I have some news about Kelli’s little guy Eli. You all might remember that our daughter Kelli had twin boys in April, Eli, and Emmett.
For the most part, the boys have been doing good, minus chronic ear infections that won’t go away. Poor Eli has had ear infection since late September and can’t get it to completely clear.
Both of the boys are slated to get tubes on January 21st. YAHOO! The goal is to keep them cough/cold-free until then.
Although Eli has been developing, we’ve always wondered if something was up with Eli. He hasn’t progressed as far as Emmett but we decided that it was likely because kids just grow differently. We didn’t know if maybe it was because his hearing is impaired because of the ear infections. He was tested and we were told that his hearing is about the same as if you put your fingers in your ears and then listen. They expect that will improve after tubes so that’s why we are pushing to get the tubes.
We’ve always known that Eli might have a little bit of trouble as due to the circumstances of his birth, he might have been deprived of oxygen for a little bit so we didn’t know if it might be something like that happening with him. Whatever it was, we were determined to do all we could to give him a happy life…and we knew whatever it was that made him a little different, was mild enough that he might have some bumps in the road but nothing that would stop him.

....................

Task details -
Copy the family update about baby Eli's ear infections and development word for word, in full.

Provided data -
....................

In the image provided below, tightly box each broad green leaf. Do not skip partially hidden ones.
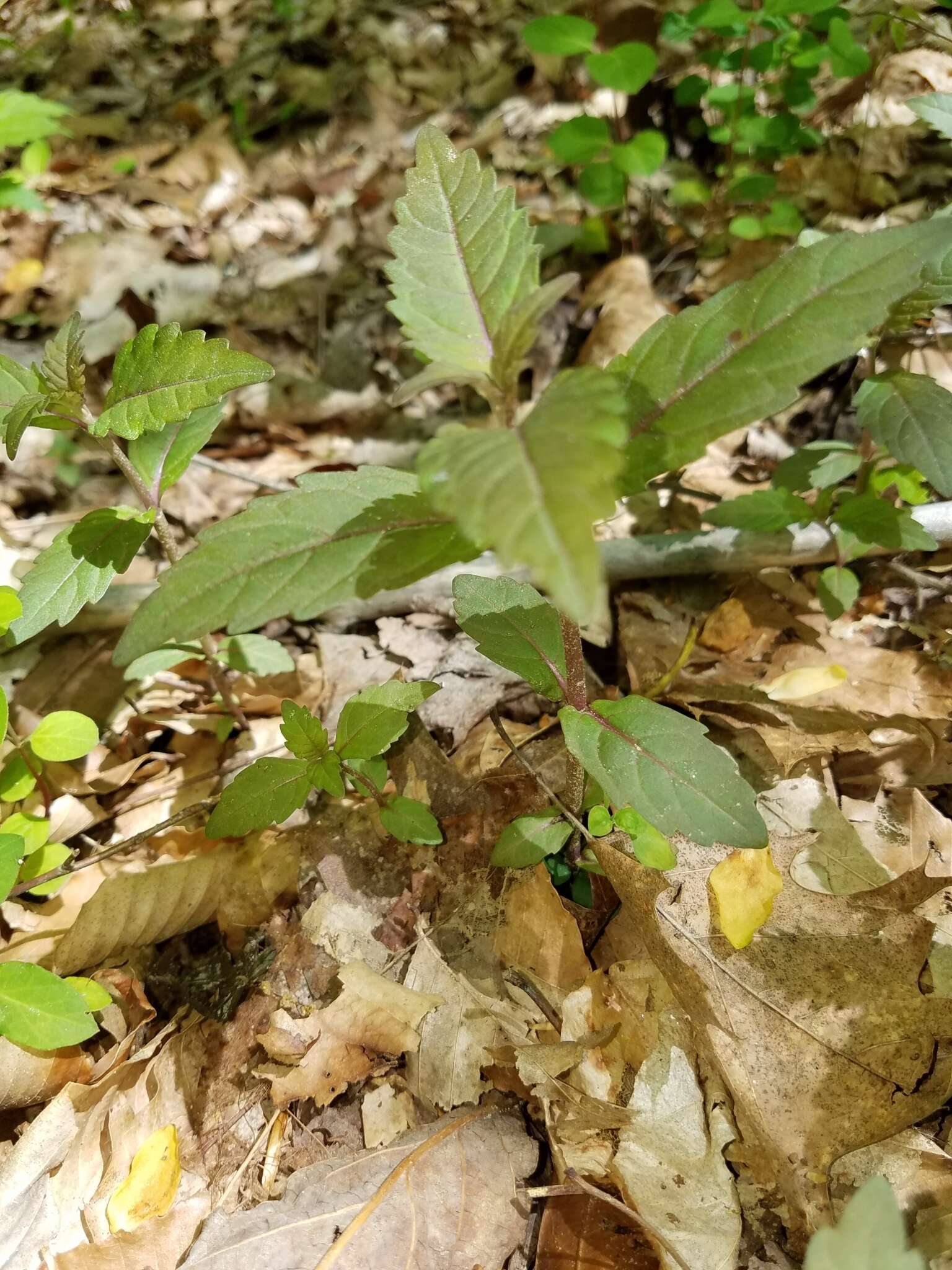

....................

Exercise solution -
I have some news about Kelli’s little guy Eli. You all might remember that our daughter Kelli had twin boys in April, Eli, and Emmett.
For the most part, the boys have been doing good, minus chronic ear infections that won’t go away. Poor Eli has had ear infection since late September and can’t get it to completely clear.
Both of the boys are slated to get tubes on January 21st. YAHOO! The goal is to keep them cough/cold-free until then.
Although Eli has been developing, we’ve always wondered if something was up with Eli. He hasn’t progressed as far as Emmett but we decided that it was likely because kids just grow differently. We didn’t know if maybe it was because his hearing is impaired because of the ear infections. He was tested and we were told that his hearing is about the same as if you put your fingers in your ears and then listen. They expect that will improve after tubes so that’s why we are pushing to get the tubes.
We’ve always known that Eli might have a little bit of trouble as due to the circumstances of his birth, he might have been deprived of oxygen for a little bit so we didn’t know if it might be something like that happening with him. Whatever it was, we were determined to do all we could to give him a happy life…and we knew whatever it was that made him a little different, was mild enough that he might have some bumps in the road but nothing that would stop him.